- [Written exercise 1]
In the NSPR bug thread, what does Comment 14 propose that the INTS_ON/INTS_OFF code do?
- [Written exercise 2]
Which comment numbers appear in the NSPR bug thread? List every one.
- [Written exercise 3]
Write the next part of the NSPR bug thread, picking up after its final line.

··· Article

Or I could try porting nspr over to ProjectBuilder. Then I could make a knock-
off nspr lib that had pthreads locks in the right places to get dual cpu macs
happy.
Comment 13•23 years ago
|
||
oops. Sorry Steve, I thought you were replying to a question I asked in another
forum. You are actually looking at the opposite solution from what I am
thinking. You want to make a mach-o nspr and clal it from cfm fizzilla, right?
I want to make the current cfm nspr use pthread locks from the system framework
make the INTS_OFF/INTS_ON stuff in nspr actually acquire a real lock that the
underlying os will honor.
I'm worried about using real pthreads in mac nspr because I think you can only
make most system calls from the main thread and I don't know that we can enforce
that restriction on the current code base. So I'm thinking keep the nspr threads
and just enforce syncronization with the callbacks/timers/notifiers using a real
lock.
Comment 14•23 years ago
|
||
ok, new idea. make the INTS_ON/INTS_OFF stuff enter and leave a critical
region. That way everything turning on/off nspr ints is competing on the same
critical region, acting just like a lock. The reason this is good is that the
mac MP api supports this, and on mac os x it is just a wrapper for posix stuff,
so the underlying os threads running the callbacks/timers/notifiers will respect
this. I'll wager the MP headers don't pose any problems for our build system,
so it should be easy to do. i'll try it later today and see.
Reporter | ||
Comment 15•23 years ago
|
||
two thoughts:
- pro7 can build mach-o, so why aren't all the pthread headers there?
- aren't the correct pthread headers on the OSX developer install for you to
look at?
Assignee | ||
Comment 16•23 years ago
|
||
Yes, you will be able to call MP stuff. This might be one way to go.

······
··· Extracted material

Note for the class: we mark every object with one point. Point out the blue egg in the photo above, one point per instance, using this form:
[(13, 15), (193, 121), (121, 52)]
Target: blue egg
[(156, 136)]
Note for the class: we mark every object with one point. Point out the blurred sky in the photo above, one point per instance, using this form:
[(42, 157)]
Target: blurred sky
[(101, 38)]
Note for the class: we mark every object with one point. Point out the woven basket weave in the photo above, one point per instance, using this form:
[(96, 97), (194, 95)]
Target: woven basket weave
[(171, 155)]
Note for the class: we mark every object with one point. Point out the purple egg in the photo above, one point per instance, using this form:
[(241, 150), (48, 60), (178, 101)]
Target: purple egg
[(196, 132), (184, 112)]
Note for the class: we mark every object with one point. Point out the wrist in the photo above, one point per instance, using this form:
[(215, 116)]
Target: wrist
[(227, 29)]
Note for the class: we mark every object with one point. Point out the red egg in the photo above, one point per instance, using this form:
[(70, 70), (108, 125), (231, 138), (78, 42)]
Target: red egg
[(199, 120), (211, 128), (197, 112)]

······
··· Extracted material

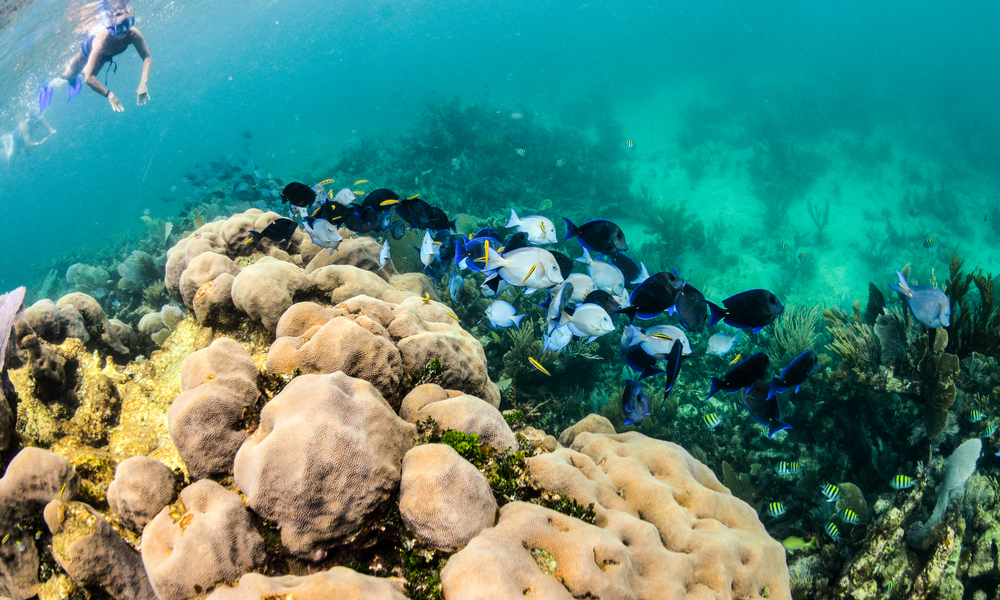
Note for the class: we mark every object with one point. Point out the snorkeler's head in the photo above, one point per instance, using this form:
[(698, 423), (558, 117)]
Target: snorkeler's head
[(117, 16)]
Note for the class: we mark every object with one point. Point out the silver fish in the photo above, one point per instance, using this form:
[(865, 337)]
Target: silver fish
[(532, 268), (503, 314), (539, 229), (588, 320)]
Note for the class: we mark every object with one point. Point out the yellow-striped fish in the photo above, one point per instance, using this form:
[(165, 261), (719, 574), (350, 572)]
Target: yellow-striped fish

······

- [Task output 1]
Enter and leave a critical region.

- [Task output 2]
13, 14, 15, 16

- [Task output 3]
Updated•23 years ago
|
Target Milestone: --- → 4.2
Comment 18•23 years ago
|
||
I've played around with this some. My first attempt seems to just lock all the
threads up. The chief difficulty is that _PR_INTSOFF retreives a value that
indicates whether the region is already entered. But the MP api does not expose
any way to get that info for a critical region. The result is that the nspr
code triggers more entries into the critical region than exits.
I think it may be possible to make _PR_INTSOFF & _PR_INTSON not care about that
value. The number of places in the code that actually examine that value are
few, and are almost entirely in mac only code. I think this value is only
needed because _PR_INTSOFF doesn't currently acquire a "real" lock of any kind.
I'll play with this some more over the weekend.
Comment 19•23 years ago
|
||
How about keeping a counter for the number of times _PR_INTSOFF has been called,
and only enter/leave the critical section on 0/1 transitions, sort of like
destructors and reference counting. That should have similar semantics to the
current usage of _PR_INTSOFF.
Or it may be even simpler than that. You may just need to keep a flag indicating
whether you're in the critical section, and return that flag.
If you're around this afternoon, I'd love to talk with you about it.
Reporter | ||
Comment 20•23 years ago
|
||
you would probably need a separate lock on this counter too, as you could be
pre-empted between checking the value and then acting on it causing a
race-condition.
Comment 21•23 years ago
|
||
re gordon: i was already trying that.
re mike: i was entering my critical section before using the counter.
there is some code around that saves the counter, and then enters the intsOff
state setting the counter to 1, and then restores the counter when it's done.
This will have the effect of not turning ints back on if they weren't on before,
but it totally demolishes the concept of the counter being a reentrancy count.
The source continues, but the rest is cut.